What influences improvement processes in healthcare?

A rapid evidence review

Gemma-Claire Ali, Marlene Altenhofer, Emily Ryen Gloinson, Sonja Marjanovic

ResearchPublished Sep 15, 2020

Poor-quality healthcare has significant health-related and economic consequences for patients and the wider health system. Although many healthcare organisations are now engaging with improvement activity, the challenges associated with improving care quality remain considerable.

The field of improvement research has significant potential to contribute to a better understanding of how improvements in patient care can be achieved and sustained. It is an interdisciplinary academic field, and although the literature on quality improvement is broad and diverse, it is also fragmented. Many studies look at individual improvement models, approaches and interventions, and focus on understanding what works in relation to specific improvement aims. There is less consolidated and curated evidence on learning about the process of doing improvement. A better understanding of the nature of improvement processes and influences on them could inform both ongoing and future practice, by drawing out practical insights such as those related to the challenges faced by improvers and the strategies used to overcome them.

Tasks>
[1] What kind of academic field does the healthcare improvement review summary call improvement research?
[2] Switch "economic" to "financial" in the healthcare improvement review summary, and give the passage between "What influences improvement" and "quality remain considerable.", inclusive.
[3] Proceed with the healthcare improvement review summary from the point where it stops.

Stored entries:
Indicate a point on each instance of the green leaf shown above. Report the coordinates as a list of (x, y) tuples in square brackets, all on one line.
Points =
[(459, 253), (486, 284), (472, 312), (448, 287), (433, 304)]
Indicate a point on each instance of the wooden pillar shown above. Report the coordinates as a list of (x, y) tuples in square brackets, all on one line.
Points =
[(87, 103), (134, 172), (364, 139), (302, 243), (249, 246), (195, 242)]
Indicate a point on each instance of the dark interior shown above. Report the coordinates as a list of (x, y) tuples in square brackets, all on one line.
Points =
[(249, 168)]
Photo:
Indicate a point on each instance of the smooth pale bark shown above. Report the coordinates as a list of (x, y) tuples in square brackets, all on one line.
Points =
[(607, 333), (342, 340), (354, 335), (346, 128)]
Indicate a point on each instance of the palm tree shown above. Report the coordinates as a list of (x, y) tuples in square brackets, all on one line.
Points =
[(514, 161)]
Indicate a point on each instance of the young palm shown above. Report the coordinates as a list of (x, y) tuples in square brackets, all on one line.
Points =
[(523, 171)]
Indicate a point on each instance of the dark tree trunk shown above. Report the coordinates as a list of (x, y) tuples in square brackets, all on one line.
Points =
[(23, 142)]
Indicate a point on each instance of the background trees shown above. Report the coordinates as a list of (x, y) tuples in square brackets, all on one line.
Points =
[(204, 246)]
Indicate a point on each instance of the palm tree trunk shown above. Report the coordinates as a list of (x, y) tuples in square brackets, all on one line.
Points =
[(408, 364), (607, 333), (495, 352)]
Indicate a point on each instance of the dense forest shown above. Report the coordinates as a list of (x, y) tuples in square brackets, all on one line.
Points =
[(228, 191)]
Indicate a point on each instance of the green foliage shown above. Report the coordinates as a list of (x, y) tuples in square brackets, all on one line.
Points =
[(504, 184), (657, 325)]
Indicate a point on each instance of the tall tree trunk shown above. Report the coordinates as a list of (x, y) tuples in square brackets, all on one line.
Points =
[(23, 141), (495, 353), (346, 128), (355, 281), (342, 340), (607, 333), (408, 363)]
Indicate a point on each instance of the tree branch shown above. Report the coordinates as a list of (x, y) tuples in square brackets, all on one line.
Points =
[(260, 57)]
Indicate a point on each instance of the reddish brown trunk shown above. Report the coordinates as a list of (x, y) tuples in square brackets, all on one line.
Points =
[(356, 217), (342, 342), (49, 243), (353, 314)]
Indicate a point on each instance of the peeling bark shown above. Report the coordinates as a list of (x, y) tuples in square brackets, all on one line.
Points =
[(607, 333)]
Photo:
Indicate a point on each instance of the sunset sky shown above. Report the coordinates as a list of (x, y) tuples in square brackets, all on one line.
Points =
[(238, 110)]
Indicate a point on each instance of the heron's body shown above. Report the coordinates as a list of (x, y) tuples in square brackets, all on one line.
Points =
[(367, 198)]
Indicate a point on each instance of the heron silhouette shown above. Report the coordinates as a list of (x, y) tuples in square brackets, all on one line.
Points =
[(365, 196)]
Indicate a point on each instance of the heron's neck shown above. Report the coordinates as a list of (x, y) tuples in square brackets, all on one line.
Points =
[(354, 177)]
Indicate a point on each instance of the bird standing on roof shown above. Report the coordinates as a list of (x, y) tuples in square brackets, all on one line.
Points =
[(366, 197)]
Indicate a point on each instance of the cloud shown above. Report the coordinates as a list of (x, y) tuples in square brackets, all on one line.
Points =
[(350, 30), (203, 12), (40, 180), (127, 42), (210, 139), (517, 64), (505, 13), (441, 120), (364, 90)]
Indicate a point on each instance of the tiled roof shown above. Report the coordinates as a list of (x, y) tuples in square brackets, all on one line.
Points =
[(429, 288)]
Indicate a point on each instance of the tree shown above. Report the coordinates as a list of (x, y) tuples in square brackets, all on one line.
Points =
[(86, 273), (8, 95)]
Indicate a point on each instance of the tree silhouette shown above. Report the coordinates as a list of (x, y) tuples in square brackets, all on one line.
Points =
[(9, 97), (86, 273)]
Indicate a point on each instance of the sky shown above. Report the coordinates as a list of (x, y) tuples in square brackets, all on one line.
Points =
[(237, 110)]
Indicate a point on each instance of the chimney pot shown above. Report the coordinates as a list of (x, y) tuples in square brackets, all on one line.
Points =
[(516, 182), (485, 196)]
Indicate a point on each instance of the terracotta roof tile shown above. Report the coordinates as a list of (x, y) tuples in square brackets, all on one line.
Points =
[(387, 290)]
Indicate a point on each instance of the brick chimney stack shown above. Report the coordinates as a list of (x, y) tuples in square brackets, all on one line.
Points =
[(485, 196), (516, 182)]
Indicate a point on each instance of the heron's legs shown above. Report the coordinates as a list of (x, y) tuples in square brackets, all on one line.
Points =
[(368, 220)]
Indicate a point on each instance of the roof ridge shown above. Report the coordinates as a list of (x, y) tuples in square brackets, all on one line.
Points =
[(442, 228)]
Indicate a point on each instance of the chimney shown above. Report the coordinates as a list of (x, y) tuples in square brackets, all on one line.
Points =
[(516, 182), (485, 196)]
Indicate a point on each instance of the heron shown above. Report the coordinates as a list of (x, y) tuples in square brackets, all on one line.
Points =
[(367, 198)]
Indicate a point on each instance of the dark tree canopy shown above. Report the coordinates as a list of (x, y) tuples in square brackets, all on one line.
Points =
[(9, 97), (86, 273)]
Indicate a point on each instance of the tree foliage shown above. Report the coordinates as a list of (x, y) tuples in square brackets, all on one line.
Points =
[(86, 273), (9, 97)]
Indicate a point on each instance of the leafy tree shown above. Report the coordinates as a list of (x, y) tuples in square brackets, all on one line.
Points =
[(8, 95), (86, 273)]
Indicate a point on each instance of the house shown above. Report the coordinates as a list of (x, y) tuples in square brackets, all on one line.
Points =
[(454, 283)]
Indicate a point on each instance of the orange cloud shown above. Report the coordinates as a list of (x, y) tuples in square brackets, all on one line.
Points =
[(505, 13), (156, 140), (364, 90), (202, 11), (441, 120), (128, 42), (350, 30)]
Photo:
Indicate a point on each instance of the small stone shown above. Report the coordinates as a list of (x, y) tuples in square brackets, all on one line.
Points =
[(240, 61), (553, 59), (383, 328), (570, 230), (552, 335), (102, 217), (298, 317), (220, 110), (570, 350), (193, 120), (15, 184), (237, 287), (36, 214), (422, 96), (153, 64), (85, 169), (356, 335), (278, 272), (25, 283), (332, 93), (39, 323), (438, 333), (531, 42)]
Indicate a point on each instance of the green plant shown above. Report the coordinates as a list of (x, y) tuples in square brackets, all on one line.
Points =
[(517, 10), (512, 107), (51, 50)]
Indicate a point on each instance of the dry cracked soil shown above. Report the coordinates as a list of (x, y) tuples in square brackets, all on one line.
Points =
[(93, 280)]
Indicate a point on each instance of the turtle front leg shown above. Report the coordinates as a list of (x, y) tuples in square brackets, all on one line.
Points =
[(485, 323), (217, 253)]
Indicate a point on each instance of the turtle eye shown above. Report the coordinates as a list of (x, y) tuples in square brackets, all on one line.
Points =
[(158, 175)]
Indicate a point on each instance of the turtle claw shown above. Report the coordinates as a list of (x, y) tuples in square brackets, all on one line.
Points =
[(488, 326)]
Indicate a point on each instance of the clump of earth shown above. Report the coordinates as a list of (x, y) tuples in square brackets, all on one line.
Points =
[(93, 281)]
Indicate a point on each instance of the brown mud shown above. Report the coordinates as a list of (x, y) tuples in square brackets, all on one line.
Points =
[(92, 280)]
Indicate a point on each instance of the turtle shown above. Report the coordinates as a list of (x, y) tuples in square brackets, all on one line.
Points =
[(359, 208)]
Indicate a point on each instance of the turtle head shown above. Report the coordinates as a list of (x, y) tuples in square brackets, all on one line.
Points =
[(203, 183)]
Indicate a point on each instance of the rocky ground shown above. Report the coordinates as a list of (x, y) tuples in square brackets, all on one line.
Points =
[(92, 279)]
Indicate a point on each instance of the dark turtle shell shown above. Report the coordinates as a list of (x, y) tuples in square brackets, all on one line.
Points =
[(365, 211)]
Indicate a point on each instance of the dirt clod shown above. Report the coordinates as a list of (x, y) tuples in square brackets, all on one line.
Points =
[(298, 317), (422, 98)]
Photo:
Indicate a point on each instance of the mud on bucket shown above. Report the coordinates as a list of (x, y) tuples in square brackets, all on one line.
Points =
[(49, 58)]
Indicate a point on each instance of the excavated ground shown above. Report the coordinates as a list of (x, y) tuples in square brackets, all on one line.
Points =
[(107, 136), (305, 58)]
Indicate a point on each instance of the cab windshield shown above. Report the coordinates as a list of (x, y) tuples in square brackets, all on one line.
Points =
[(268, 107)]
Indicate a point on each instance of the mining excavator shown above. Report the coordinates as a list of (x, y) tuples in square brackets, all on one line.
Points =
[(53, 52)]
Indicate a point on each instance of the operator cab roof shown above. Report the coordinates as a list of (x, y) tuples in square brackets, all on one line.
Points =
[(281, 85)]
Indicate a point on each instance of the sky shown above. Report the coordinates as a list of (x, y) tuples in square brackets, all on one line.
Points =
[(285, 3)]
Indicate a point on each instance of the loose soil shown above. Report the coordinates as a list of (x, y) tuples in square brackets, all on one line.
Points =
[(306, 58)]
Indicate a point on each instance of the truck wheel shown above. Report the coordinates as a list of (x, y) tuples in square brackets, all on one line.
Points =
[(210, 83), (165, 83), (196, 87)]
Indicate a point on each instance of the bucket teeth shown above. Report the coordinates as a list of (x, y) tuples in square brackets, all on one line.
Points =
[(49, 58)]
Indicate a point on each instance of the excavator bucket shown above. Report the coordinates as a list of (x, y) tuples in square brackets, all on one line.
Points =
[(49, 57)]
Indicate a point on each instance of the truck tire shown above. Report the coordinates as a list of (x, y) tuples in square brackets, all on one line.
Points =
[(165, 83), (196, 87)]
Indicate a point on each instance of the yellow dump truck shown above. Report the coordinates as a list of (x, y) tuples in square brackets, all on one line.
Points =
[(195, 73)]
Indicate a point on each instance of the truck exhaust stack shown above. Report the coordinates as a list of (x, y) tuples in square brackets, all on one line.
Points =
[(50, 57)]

Answers to the exercise>
[1] An interdisciplinary academic field.

[2]
What influences improvement processes in healthcare?

A rapid evidence review

Gemma-Claire Ali, Marlene Altenhofer, Emily Ryen Gloinson, Sonja Marjanovic

ResearchPublished Sep 15, 2020

Poor-quality healthcare has significant health-related and financial consequences for patients and the wider health system. Although many healthcare organisations are now engaging with improvement activity, the challenges associated with improving care quality remain considerable.

[3]
Against this context, The Healthcare Improvement Studies (THIS) Institute commissioned RAND Europe to conduct a rapid evidence review of the academic and grey literature, to draw out initial learning about what influences quality improvement processes in healthcare, and to inform potential themes to explore in future research.

Key Findings

We identified and reviewed 38 academic and 16 grey literature publications covering diverse improvement approaches. Some examples include Six Sigma, Lean, Business Process Reengineering, Plan-Do-Study-Act, clinical audits and feedback, quality improvement collaboratives and peer-learning communities, training and education interventions, and patient engagement and feedback-related interventions.

Key influences on improvement processes in healthcare

Based on the reviewed literature, six key factors influence the implementation of improvement efforts:

  • Leadership
  • Relationships and interactions that support an improvement culture
  • Skills and competencies
  • Use of data
  • Patient and public involvement, engagement and participation
  • Working as an interconnected system of individuals and organisations, influenced by internal and external contexts

This review also attempted to go beyond identifying these high-level influences by explaining what specific aspects of the influencing factors are important for quality improvement. The report provides a detailed analysis of influencing factors across the six categories outlined above, as well as summary tables for each.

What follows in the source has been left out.